## Tasks and exercises
A: From the observation pipeline changelog, extract the part that opens with the words containing "Real-time event capture, AI" and closes with "changes are filtered.", copying it word for word.
B: Continue the observation pipeline changelog from its final sentence, keeping its style and subject.

-------- Passage for review

Observation Pipeline, Semantic Classification, Webhook Architecture
TL;DR
Neural Memory's foundation layer is now live. The observation pipeline captures engineering events from GitHub and Vercel in real-time, processes them through significance scoring, AI classification, and multi-view embedding generation. Events are automatically categorized into 14 engineering categories using Claude Haiku with regex fallback. The webhook architecture includes cryptographic signature verification, timestamp validation, and raw payload storage for audit trails.
Real-time event capture, AI classification, and production-ready webhook infrastructure
Observation Pipeline
The neural observation pipeline captures engineering activity from your connected sources and transforms it into searchable memory. Events flow through significance scoring, AI classification, entity extraction, and multi-view embedding generation before storage.
What's included:
Significance scoring filters low-value events (threshold: 40/100). High-value events like releases (75), deployment failures (70), and PR merges (60) pass through automatically. Routine commits (30) and trivial changes are filtered.
Multi-view embeddings generate three vectors per observation: title-only for headline searches, full content for detailed queries, and a balanced summary view. All three are stored in Pinecone with pre-computed observation IDs for direct lookup.

----------------
-------- Data supplied

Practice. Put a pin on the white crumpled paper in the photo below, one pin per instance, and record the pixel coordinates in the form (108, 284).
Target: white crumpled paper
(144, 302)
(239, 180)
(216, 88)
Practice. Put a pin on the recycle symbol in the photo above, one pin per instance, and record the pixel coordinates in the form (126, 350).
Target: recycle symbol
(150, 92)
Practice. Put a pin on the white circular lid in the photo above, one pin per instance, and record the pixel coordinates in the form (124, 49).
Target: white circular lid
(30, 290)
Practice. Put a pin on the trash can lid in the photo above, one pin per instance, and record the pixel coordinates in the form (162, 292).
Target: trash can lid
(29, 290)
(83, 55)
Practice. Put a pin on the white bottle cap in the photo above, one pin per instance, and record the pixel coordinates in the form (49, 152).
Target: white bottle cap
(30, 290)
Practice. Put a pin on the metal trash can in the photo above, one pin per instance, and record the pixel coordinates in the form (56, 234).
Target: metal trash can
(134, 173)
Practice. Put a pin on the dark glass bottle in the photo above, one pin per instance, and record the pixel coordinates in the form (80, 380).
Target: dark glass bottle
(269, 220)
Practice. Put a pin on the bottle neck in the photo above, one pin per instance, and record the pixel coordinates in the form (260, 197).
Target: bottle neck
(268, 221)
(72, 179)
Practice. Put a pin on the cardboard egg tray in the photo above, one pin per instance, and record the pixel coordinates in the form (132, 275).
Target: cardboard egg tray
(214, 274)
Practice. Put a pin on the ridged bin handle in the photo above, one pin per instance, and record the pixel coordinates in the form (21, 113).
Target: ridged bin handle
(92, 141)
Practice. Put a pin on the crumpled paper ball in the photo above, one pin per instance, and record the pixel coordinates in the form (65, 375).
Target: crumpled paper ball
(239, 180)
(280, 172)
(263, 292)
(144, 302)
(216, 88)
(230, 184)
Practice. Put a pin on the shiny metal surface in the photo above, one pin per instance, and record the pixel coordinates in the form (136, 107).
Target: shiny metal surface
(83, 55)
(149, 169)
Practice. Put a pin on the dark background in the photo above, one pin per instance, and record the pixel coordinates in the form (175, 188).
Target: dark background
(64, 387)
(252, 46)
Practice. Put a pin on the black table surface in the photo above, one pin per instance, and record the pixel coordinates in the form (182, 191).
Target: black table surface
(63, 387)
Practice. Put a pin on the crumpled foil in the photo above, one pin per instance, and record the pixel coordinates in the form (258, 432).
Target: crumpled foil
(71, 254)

----------------

## Written responses
A:
Real-time event capture, AI classification, and production-ready webhook infrastructure
Observation Pipeline
The neural observation pipeline captures engineering activity from your connected sources and transforms it into searchable memory. Events flow through significance scoring, AI classification, entity extraction, and multi-view embedding generation before storage.
What's included:
Significance scoring filters low-value events (threshold: 40/100). High-value events like releases (75), deployment failures (70), and PR merges (60) pass through automatically. Routine commits (30) and trivial changes are filtered.

B:
Entity extraction identifies API endpoints, file paths, issue references, @mentions, and environment variables from event content. Entities are deduplicated and tracked with occurrence counts.
Cluster assignment groups related observations using embedding similarity (40 points), entity overlap (30 points), actor overlap (20 points), and temporal proximity (10 points). Threshold: 60/100 to join an existing cluster.
Example: Significance Scoring
Limitations:
Significance threshold (40) is global; per-workspace configuration planned
Entity extraction limited to 50 entities per observation
Cluster lookback window is 7 days
Semantic Classification
Every observation is classified into one of 14 engineering categories using Claude Haiku. Classification drives cluster organization, topic extraction, and future retrieval filtering.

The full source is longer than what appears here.